#### PROVIDED ENTRIES
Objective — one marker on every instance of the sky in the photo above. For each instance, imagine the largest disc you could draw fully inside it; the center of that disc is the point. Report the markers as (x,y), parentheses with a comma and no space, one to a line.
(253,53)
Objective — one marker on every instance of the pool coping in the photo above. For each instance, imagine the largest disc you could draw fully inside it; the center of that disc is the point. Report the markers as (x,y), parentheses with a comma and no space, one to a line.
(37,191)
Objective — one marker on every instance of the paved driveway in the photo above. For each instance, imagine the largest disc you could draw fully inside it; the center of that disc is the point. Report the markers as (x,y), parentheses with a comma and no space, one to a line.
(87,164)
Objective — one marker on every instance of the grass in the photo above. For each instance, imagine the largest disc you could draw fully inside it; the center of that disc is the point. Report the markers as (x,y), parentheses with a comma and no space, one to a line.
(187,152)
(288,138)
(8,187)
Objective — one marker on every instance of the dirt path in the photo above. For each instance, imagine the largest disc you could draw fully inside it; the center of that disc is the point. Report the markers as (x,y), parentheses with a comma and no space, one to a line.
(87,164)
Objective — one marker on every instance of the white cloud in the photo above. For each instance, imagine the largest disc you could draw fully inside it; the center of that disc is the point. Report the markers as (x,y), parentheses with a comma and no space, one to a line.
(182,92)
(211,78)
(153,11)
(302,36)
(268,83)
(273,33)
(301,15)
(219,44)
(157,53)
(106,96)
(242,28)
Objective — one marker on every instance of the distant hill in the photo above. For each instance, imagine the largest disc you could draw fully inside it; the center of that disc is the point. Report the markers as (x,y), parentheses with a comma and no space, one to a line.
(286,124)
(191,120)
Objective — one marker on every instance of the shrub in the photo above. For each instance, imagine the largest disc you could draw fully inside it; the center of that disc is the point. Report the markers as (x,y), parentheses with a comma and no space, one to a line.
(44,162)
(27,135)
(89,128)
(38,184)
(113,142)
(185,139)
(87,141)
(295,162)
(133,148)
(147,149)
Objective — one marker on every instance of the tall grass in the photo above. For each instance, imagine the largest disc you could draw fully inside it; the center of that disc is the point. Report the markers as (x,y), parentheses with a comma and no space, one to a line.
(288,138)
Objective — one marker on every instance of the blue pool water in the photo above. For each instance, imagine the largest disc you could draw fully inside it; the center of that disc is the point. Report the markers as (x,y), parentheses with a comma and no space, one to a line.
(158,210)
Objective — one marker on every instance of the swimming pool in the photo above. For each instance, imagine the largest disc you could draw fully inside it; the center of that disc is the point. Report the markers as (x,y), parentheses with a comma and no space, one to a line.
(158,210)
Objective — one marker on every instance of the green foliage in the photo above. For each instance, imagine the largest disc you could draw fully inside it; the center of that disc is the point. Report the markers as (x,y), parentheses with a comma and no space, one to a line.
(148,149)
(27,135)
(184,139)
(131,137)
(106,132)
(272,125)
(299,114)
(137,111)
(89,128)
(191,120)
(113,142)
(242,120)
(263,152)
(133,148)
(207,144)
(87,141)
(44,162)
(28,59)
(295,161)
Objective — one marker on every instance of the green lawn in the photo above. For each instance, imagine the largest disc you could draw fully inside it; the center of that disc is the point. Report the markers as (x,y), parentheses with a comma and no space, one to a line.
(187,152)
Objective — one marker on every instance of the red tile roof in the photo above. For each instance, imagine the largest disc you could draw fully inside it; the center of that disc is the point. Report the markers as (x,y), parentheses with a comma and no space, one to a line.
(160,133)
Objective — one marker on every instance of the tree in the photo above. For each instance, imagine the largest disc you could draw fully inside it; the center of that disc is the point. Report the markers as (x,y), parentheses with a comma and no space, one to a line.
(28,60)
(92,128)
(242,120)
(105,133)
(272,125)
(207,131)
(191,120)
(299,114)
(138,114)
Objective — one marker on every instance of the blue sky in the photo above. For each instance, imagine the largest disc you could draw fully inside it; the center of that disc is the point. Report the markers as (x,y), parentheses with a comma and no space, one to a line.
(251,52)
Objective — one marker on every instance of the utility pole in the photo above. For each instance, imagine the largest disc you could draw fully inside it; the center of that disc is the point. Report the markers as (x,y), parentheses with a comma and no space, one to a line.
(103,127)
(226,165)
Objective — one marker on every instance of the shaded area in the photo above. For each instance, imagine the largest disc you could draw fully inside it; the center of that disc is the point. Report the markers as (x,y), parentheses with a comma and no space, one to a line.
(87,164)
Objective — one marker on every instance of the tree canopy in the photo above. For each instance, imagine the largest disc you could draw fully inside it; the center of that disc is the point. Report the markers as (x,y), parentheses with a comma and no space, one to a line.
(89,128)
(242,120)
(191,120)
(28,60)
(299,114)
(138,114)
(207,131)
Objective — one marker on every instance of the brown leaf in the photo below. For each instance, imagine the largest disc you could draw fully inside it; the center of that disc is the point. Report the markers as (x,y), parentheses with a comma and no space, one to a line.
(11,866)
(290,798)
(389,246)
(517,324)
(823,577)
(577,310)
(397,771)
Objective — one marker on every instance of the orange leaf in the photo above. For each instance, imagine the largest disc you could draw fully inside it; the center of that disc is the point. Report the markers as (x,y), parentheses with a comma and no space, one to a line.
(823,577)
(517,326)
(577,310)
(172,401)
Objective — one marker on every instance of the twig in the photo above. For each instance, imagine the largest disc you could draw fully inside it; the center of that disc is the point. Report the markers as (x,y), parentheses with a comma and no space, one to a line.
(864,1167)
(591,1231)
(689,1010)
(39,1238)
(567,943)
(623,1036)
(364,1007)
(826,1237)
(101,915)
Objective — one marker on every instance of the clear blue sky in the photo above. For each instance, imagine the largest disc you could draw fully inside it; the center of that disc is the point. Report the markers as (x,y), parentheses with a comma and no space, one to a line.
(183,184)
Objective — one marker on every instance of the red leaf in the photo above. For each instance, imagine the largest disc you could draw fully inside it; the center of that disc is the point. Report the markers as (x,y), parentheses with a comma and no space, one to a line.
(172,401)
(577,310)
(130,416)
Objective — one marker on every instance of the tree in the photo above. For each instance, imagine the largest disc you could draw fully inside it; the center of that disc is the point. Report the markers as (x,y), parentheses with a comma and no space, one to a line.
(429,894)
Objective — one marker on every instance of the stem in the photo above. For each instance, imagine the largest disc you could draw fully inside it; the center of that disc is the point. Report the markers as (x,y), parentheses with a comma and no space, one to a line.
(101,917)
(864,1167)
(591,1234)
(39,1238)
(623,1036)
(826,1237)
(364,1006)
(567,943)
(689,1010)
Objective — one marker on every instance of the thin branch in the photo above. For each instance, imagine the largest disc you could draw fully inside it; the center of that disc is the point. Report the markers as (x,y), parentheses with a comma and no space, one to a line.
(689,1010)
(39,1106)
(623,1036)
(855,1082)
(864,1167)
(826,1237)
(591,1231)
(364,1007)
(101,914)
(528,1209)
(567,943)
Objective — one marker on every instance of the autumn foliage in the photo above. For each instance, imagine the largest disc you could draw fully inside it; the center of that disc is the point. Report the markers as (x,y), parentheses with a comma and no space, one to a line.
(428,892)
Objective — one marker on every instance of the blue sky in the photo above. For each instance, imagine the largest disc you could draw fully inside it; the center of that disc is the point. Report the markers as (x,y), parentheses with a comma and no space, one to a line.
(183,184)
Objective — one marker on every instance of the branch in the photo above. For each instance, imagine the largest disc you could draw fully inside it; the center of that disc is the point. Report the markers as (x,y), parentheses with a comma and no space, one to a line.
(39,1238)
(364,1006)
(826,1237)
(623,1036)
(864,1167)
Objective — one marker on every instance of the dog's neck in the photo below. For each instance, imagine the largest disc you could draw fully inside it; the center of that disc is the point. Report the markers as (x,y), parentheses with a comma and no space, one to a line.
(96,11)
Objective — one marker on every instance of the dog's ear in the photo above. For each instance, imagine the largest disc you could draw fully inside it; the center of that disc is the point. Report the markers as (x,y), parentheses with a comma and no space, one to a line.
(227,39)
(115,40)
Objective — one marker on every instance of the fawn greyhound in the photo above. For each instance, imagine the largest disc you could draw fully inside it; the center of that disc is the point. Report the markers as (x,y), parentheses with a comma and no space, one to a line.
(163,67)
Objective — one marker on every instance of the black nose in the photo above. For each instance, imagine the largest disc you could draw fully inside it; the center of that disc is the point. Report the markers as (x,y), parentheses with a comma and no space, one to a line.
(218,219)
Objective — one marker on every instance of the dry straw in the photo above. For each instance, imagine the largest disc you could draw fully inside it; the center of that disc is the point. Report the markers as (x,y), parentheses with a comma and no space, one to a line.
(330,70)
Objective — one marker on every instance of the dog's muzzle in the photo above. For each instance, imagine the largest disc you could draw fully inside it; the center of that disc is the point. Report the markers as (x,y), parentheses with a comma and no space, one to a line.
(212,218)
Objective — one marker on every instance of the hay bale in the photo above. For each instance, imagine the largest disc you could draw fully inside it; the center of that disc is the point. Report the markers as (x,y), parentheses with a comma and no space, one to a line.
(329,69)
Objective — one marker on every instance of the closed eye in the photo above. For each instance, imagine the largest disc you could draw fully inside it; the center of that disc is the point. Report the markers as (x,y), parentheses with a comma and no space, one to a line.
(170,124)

#### PROBLEM DESCRIPTION
Would you give again, word for word, every line from the one with "Objective — one marker on every instance of the fawn" through the final line of the listing above?

#### OUTPUT FOR THIS TASK
Objective — one marker on every instance of the fawn greyhound in the photo above. For each instance, imagine the largest disc you could draw fully inside it; the center of that disc is the point. Report the markers as (x,y), parentheses with a comma and no space, one to a line.
(163,67)
Objective — one marker on every instance of the black nose in the photo above. For each instance, imagine the largest disc you could draw fully inside it; the center of that disc is the point. Report the markers as (x,y), parentheses with a comma and no space, one to a line.
(218,219)
Objective — one marker on every instance of the dry straw in the photo above. For each instance, imagine the largest disc you could draw fully inside it; the center of that disc is the point. Report the markers as (x,y), parentheses with a comma and no space, one to a line.
(330,70)
Objective — one marker on every instance of the dog's muzzle in the photo above. For each instance, imagine the largest disc you could draw fully inside it; the center of that disc is the point. Report the markers as (x,y), parentheses with a comma and no space, one to a line.
(212,218)
Objective — one marker on every instance of the hay bale in the photo above. For each instance, imagine the largest disc you could draw fully inside it; the center of that disc is the point. Report the markers as (x,y), parentheses with a comma and no space, one to a line.
(329,69)
Objective — one marker on every instance of the closed eye in the photo above. For each instance, imagine the largest disc you could draw fully inside it; the center of that disc is the point. Report the markers as (x,y), parentheses with a comma and no space, one to a line.
(170,124)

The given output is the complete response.